[Start of INPUT RECORDS]

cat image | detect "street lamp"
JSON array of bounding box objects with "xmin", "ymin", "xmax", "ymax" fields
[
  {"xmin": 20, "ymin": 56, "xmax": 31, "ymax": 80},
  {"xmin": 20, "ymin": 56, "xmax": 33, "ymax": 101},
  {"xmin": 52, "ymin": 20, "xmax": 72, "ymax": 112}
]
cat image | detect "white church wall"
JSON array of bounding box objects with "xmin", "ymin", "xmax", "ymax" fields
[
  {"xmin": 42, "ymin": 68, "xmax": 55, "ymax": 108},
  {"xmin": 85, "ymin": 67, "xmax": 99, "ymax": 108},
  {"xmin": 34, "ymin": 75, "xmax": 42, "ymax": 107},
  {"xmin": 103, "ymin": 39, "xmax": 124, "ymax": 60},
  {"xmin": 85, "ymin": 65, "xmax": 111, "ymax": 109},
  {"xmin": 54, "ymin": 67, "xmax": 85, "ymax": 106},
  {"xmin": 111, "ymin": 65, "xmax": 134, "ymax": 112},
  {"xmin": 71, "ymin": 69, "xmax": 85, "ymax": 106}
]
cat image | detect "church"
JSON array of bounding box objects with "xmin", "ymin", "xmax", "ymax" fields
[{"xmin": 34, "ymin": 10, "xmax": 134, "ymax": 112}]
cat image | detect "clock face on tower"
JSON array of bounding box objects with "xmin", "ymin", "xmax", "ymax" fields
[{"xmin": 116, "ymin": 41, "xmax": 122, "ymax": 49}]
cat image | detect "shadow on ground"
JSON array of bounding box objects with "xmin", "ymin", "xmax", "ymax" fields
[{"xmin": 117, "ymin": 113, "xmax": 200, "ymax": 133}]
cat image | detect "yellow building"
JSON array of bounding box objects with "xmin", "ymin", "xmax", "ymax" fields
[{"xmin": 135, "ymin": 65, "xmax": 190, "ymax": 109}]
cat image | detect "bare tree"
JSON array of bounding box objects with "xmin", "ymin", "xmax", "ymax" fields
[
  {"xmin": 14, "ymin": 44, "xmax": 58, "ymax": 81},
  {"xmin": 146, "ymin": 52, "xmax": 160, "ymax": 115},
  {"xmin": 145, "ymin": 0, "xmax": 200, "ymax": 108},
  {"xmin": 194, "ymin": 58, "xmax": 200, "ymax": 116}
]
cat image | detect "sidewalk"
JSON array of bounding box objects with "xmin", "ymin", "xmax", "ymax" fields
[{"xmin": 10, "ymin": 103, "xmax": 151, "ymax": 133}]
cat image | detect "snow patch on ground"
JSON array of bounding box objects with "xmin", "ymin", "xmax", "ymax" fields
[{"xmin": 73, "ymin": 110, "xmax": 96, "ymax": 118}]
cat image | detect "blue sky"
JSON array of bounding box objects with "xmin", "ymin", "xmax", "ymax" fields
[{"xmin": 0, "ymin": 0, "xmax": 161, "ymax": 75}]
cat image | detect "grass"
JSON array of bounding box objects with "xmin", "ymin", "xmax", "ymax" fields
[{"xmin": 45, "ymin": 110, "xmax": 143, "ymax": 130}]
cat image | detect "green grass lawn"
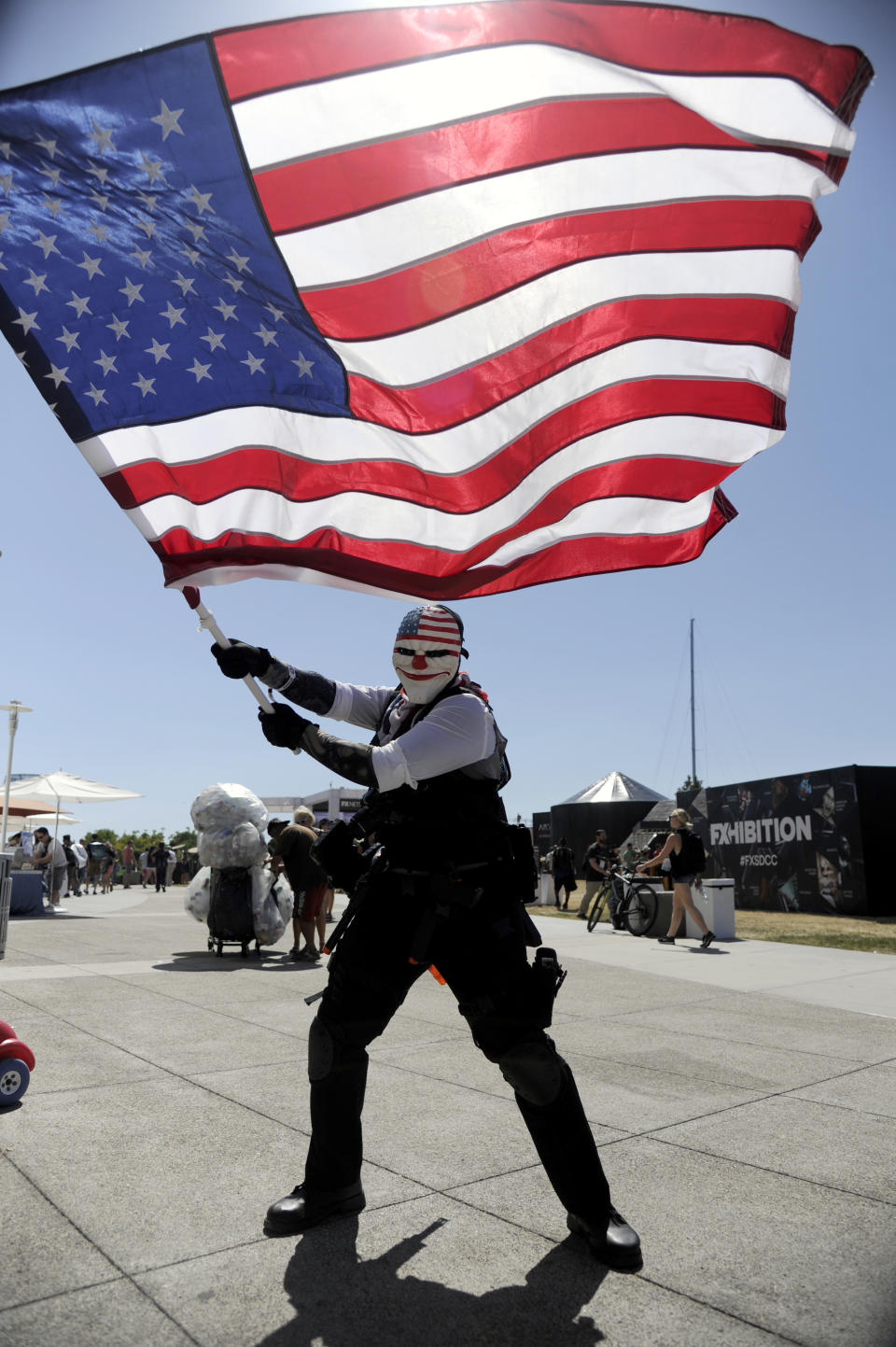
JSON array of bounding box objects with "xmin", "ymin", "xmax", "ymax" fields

[End of INPUT RECORDS]

How many lines in the material above contain the word "detect"? Reply with the number alone.

12